Print out the complete set of records below, exactly as they read.
═══
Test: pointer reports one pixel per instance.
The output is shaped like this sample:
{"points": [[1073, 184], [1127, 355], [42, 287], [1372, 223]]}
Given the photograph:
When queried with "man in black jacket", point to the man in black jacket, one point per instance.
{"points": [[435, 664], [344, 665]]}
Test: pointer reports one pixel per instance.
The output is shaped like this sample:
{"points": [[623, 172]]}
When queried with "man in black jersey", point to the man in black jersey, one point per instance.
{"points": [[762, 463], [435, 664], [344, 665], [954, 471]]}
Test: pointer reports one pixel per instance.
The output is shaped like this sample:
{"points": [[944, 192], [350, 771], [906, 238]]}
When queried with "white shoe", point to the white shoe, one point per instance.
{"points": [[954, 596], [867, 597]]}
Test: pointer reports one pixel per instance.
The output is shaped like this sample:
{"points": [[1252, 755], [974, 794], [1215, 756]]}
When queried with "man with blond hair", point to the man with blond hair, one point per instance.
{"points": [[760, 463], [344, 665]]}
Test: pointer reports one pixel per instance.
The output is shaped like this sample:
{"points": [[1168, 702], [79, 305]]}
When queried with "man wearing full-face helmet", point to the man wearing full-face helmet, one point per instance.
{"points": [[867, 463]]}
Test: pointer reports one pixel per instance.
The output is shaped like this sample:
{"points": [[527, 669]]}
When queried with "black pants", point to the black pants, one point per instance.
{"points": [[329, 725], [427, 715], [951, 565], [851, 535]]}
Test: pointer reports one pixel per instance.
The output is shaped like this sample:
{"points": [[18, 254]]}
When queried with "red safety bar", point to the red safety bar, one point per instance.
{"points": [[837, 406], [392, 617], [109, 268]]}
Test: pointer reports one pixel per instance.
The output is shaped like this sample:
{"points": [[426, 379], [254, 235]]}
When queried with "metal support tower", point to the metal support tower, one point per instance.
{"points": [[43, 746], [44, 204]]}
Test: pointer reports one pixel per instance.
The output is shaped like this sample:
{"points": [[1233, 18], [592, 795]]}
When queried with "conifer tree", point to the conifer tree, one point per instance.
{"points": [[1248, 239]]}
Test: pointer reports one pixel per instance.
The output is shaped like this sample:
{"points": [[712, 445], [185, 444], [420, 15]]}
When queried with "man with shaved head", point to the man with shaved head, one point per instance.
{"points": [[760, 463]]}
═══
## FINISHED EXERCISE
Test: pointer reports one pixel per instance.
The output is shaped like this sample:
{"points": [[1073, 184], [1127, 355], [42, 287], [1372, 223]]}
Given the photograph:
When queried with "man in black jacket", point to the man in black jacket, one point per instance.
{"points": [[435, 664], [344, 665]]}
Test: pointer reports one pixel per instance.
The output is shaped like this sample:
{"points": [[623, 172]]}
When queried with "man in black jersey", point to the man in black jersey, one point per instance.
{"points": [[762, 463], [435, 664], [344, 665], [954, 471]]}
Test: pointer reports one pixel per instance.
The output is shaped like this sample:
{"points": [[944, 192], [350, 771], [906, 238]]}
When queried with "white shoe", point to the white shoe, one point per instance.
{"points": [[954, 596], [867, 597]]}
Test: pointer reports one pixel per instance.
The output is shaped like this sample:
{"points": [[1252, 755], [974, 794], [1215, 756]]}
When queried with "man with blond hair", point to the man with blond hair, one point per instance.
{"points": [[760, 463], [344, 665]]}
Test: pointer reports one pixel per instance.
The output is shaped like this sample:
{"points": [[1168, 702], [79, 305]]}
When queried with "man wearing full-face helmet", point to the man wearing full-face helmet, one point per instance.
{"points": [[867, 463]]}
Test: pointer reports one pixel per instance.
The output is shaped like this sample:
{"points": [[527, 669]]}
When queried with "black pants", point to the black pants, one point per instance.
{"points": [[329, 725], [427, 715], [951, 565], [851, 535]]}
Test: pointer reports one pixel per instance.
The output is shaped like this sample:
{"points": [[18, 254]]}
When queried with "red safety bar", point to the red safety bar, one point per instance.
{"points": [[837, 406], [392, 617], [109, 268]]}
Test: pointer reports one pixel per instance.
The output is shaped like this sample:
{"points": [[426, 379], [254, 235]]}
When queried with "metal support tower", point to the metal support tower, one point per instance.
{"points": [[43, 746], [44, 204]]}
Test: pointer reports one pixel per instance.
The output is shaped like this sample:
{"points": [[1233, 18], [592, 795]]}
When queried with "conifer tree", point to the conifer tree, one point per instance.
{"points": [[1248, 239]]}
Test: pointer reports one pixel per instance.
The output is shaped like this sample:
{"points": [[712, 445], [185, 444], [420, 15]]}
When queried with "man with shaved head", point to the man with shaved head, one point per instance.
{"points": [[760, 463]]}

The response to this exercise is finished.